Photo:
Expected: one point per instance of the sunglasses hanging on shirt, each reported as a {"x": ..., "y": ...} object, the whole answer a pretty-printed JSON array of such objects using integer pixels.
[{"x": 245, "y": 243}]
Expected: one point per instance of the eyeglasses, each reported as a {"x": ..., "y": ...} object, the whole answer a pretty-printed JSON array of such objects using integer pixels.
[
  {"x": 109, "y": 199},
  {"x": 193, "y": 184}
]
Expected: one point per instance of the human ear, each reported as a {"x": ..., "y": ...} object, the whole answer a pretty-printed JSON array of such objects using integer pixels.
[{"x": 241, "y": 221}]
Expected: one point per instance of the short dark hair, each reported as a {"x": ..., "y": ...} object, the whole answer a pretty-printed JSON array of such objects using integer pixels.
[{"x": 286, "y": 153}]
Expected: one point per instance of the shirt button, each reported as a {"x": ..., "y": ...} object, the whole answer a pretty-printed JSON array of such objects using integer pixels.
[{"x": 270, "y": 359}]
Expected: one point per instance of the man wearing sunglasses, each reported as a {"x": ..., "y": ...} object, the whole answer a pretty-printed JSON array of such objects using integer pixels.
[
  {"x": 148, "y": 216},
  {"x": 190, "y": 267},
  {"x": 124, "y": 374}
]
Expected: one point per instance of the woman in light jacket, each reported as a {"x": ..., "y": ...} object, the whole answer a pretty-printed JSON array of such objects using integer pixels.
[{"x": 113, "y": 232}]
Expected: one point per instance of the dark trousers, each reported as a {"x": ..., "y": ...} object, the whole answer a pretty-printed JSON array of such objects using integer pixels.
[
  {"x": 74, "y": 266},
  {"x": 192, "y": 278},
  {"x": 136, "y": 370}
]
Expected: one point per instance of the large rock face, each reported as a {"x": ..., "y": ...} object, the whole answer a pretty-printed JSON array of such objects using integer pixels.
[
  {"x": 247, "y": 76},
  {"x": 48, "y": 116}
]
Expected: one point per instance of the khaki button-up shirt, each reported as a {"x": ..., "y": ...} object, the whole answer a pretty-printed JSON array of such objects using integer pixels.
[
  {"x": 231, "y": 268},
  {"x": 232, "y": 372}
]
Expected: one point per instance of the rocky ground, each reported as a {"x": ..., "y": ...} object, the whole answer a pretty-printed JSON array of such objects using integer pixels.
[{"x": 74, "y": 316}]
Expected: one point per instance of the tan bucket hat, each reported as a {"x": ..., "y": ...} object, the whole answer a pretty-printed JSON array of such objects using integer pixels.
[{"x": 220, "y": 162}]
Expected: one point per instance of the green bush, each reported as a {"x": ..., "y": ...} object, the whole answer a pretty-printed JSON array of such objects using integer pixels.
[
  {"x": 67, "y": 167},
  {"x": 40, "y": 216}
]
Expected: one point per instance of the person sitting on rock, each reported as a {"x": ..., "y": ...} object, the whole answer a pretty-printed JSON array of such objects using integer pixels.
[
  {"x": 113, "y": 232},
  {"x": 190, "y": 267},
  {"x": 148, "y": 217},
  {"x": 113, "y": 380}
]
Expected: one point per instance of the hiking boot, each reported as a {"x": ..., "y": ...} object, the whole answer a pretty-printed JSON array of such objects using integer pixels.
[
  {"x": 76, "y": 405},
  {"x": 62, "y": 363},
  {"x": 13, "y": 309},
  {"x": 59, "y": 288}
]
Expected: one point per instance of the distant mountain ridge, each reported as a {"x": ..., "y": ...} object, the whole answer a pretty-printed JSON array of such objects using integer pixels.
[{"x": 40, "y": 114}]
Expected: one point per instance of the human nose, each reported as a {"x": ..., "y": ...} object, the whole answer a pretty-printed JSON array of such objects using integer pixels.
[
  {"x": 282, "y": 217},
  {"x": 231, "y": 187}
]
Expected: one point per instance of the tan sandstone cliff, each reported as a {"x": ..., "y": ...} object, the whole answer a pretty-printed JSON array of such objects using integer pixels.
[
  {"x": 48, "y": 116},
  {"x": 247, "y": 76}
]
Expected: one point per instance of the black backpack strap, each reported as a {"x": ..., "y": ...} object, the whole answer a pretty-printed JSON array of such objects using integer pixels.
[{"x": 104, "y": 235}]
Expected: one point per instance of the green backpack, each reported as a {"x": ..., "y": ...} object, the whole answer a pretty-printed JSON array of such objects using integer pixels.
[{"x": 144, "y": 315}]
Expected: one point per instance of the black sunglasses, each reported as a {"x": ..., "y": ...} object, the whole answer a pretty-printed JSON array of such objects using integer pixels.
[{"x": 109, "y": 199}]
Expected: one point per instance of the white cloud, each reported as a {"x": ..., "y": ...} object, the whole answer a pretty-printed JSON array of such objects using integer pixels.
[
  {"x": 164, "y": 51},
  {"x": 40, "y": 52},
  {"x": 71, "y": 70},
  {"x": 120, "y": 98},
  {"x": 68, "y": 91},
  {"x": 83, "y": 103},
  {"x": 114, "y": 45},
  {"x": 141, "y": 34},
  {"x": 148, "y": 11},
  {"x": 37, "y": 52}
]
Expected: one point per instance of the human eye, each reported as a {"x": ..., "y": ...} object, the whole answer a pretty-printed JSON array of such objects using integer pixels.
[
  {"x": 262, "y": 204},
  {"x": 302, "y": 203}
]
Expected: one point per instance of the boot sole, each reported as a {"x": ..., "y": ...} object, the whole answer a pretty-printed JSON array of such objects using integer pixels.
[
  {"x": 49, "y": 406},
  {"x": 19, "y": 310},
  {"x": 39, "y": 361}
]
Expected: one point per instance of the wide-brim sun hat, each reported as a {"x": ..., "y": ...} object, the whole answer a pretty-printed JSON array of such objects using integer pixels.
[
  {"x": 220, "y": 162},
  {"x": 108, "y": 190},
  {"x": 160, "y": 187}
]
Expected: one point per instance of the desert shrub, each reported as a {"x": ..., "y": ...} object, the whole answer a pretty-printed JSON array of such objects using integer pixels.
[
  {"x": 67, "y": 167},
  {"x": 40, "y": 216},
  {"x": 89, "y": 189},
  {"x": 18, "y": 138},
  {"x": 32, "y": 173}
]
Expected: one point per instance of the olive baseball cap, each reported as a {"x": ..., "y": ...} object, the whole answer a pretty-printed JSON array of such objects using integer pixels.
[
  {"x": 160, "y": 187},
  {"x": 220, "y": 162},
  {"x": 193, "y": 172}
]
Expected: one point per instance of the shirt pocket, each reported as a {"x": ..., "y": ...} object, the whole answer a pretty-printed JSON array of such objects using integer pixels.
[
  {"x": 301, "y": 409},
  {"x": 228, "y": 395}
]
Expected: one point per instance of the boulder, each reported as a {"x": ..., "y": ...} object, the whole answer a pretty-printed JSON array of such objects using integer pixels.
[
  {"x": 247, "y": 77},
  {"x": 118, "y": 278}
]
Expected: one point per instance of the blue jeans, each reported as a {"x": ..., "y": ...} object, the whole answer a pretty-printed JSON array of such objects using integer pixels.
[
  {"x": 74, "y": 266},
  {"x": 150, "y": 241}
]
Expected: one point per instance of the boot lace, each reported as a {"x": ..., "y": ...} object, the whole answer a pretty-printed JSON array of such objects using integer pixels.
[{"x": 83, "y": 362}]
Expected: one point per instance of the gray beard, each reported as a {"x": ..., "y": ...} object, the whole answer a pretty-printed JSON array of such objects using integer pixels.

■ Task objective ■
Type out the whole listing above again, exactly as it stands.

■ Solution to this exercise ■
Photo:
Expected: one point per instance of the sunglasses hanging on shirt, each reported as a {"x": ..., "y": ...} object, the whole answer a pretty-printed JSON array of such objects using integer pixels.
[{"x": 245, "y": 243}]
Expected: one point per instance of the eyeglasses, each reported as a {"x": ..., "y": ...} object, the whole answer a pretty-printed JSON array of such objects using integer pixels.
[
  {"x": 109, "y": 199},
  {"x": 193, "y": 184}
]
Expected: one point per instance of the human ear, each reported as a {"x": ..., "y": ...} object, the whole answer a pretty-printed JSON array of such objects using integer pixels.
[{"x": 241, "y": 221}]
Expected: one point per instance of the short dark hair, each reported as a {"x": ..., "y": ...} object, the whole answer a pretty-printed JSON array of such objects using integer pixels.
[{"x": 286, "y": 153}]
Expected: one point per instance of the shirt button, each reported as a {"x": ..., "y": ...} object, the whole answer a pretty-printed JSON array of such objects using integer pixels.
[{"x": 270, "y": 359}]
Expected: one point per instance of the man wearing sunglasses, each reported as a {"x": ..., "y": ...} object, the whole answer a pretty-printed JSON array of such objects using integer pixels.
[
  {"x": 148, "y": 216},
  {"x": 190, "y": 267},
  {"x": 124, "y": 374}
]
Expected: one point per instance of the woman in light jacket, each reported as a {"x": ..., "y": ...} object, the whole answer a pretty-printed JSON array of such objects using integer pixels.
[{"x": 113, "y": 232}]
Expected: one point per instance of the dark trousers, each reported as a {"x": ..., "y": ...} object, the whole answer a pretty-printed JSON array of such objects using integer pixels.
[
  {"x": 74, "y": 266},
  {"x": 192, "y": 278},
  {"x": 136, "y": 370}
]
Expected: one point per instance of the large rock face, each reported as a {"x": ..., "y": ...} object, the whole answer a pretty-printed JSON array of such objects using integer pixels.
[
  {"x": 247, "y": 76},
  {"x": 48, "y": 116}
]
Expected: one point per instance of the khaki button-up shirt, each reported as a {"x": ..., "y": ...} object, the whole answer a pretty-printed JSON array of such objects using integer pixels.
[
  {"x": 231, "y": 268},
  {"x": 232, "y": 372}
]
Expected: one point per instance of the rocky ground, each reported as a {"x": ..., "y": ...} object, the whole answer a pretty-printed JSON array of such objects using integer pixels.
[{"x": 74, "y": 316}]
Expected: one point per instance of the tan bucket hat, each reported as a {"x": ..., "y": ...} object, the whole answer a pretty-printed JSON array of such objects using integer pixels.
[{"x": 220, "y": 162}]
Expected: one point per instance of the green bush, each reported as a {"x": ..., "y": ...} object, the whole answer a pretty-printed JSON array of such objects using integer pixels.
[
  {"x": 67, "y": 167},
  {"x": 40, "y": 216}
]
Expected: one point per instance of the person sitting on rock, each reported as a {"x": ..., "y": ...} object, the whole answer a pretty-printed JSON array of such objects using integer pixels.
[
  {"x": 113, "y": 232},
  {"x": 190, "y": 267},
  {"x": 148, "y": 217},
  {"x": 113, "y": 380}
]
Expected: one point per instance of the hiking boot, each reported as a {"x": ..., "y": ...} object, the whole answer a pretty-printed JSON array of such objects using integer pixels.
[
  {"x": 76, "y": 405},
  {"x": 62, "y": 363},
  {"x": 13, "y": 309},
  {"x": 59, "y": 288}
]
Expected: one point per instance of the distant mountain ridge, each reported as a {"x": ..., "y": ...} object, the whole answer a pretty-printed JSON array of such objects using integer pixels.
[{"x": 40, "y": 114}]
Expected: one point per instance of the human nose, each reported as a {"x": ..., "y": ...} object, the whole answer a pretty-printed JSON array of such objects using integer pixels.
[
  {"x": 282, "y": 217},
  {"x": 231, "y": 187}
]
Expected: one point per instance of the tan sandstone cliff, each reported as a {"x": ..., "y": ...} object, the whole answer a pretty-printed JSON array of such objects using integer pixels.
[
  {"x": 48, "y": 116},
  {"x": 247, "y": 76}
]
Expected: one point per instance of the black backpack strap, each reported as a {"x": ..., "y": ...} object, the whole answer a pretty-printed JSON array of such objects using integer pixels.
[{"x": 104, "y": 235}]
Expected: one point per instance of the green backpack, each reported as a {"x": ..., "y": ...} object, the whole answer a pretty-printed JSON array of such objects using integer pixels.
[{"x": 144, "y": 315}]
Expected: one point per instance of the black sunglasses, each reported as a {"x": ..., "y": ...} object, the whole answer a pretty-printed JSON array of such objects using integer pixels.
[{"x": 109, "y": 199}]
Expected: one point per instance of the white cloud, each reported as a {"x": ..., "y": ...} object, the whole answer a pretty-printed JSON array of such objects using integer pixels.
[
  {"x": 164, "y": 51},
  {"x": 40, "y": 52},
  {"x": 71, "y": 70},
  {"x": 120, "y": 98},
  {"x": 68, "y": 91},
  {"x": 83, "y": 103},
  {"x": 114, "y": 45},
  {"x": 141, "y": 34},
  {"x": 148, "y": 11},
  {"x": 37, "y": 52}
]
Expected: one point per instance of the human eye, each reported as a {"x": ..., "y": ...} object, the whole answer a pretty-printed JSON array of such objects using integer pixels.
[
  {"x": 262, "y": 204},
  {"x": 302, "y": 203}
]
Expected: one point per instance of the boot sole, each reported as a {"x": ..., "y": ...} object, the whole answer a pretty-printed JSON array of such objects using integer pixels.
[
  {"x": 49, "y": 406},
  {"x": 19, "y": 310},
  {"x": 39, "y": 361}
]
Expected: one point per instance of the wide-brim sun hat, each reported as a {"x": ..., "y": ...} object, the whole answer a pretty-printed JSON array of such objects using integer pixels.
[
  {"x": 220, "y": 162},
  {"x": 108, "y": 190},
  {"x": 160, "y": 187}
]
Expected: one point per instance of the desert shrub, each reported as a {"x": ..., "y": ...} object, the whole answer a pretty-printed JSON array of such objects using integer pixels.
[
  {"x": 67, "y": 167},
  {"x": 40, "y": 216},
  {"x": 89, "y": 189},
  {"x": 18, "y": 138},
  {"x": 32, "y": 173}
]
Expected: one point per instance of the olive baseball cap, each reported as a {"x": ..., "y": ...} object, the whole answer a pretty-printed JSON array of such objects using integer pixels.
[
  {"x": 160, "y": 187},
  {"x": 220, "y": 162},
  {"x": 193, "y": 172}
]
Expected: one point per instance of the shirt pocket, each reported as a {"x": ..., "y": ...} object, the whole answer a pretty-printed JSON array of such objects using integer pixels.
[
  {"x": 301, "y": 409},
  {"x": 228, "y": 395}
]
Expected: one point per instance of the boulder, each reported as a {"x": ..., "y": ...} object, the whole answer a pretty-printed JSON array of such objects using integer pixels.
[
  {"x": 247, "y": 77},
  {"x": 118, "y": 278}
]
Expected: one point per instance of the blue jeans, each reported as a {"x": ..., "y": ...} object, the whole answer a pretty-printed JSON array of such objects using integer pixels.
[
  {"x": 74, "y": 266},
  {"x": 150, "y": 241}
]
Expected: one point per instance of the boot lace, each reported as a {"x": ..., "y": ...} object, the whole answer a pretty-printed JSON array of such objects using integer pixels.
[{"x": 83, "y": 362}]
Expected: one point per instance of the gray beard, each reported as a {"x": ..., "y": ...} object, the whole answer a pretty-printed JSON array of such objects using integer pixels.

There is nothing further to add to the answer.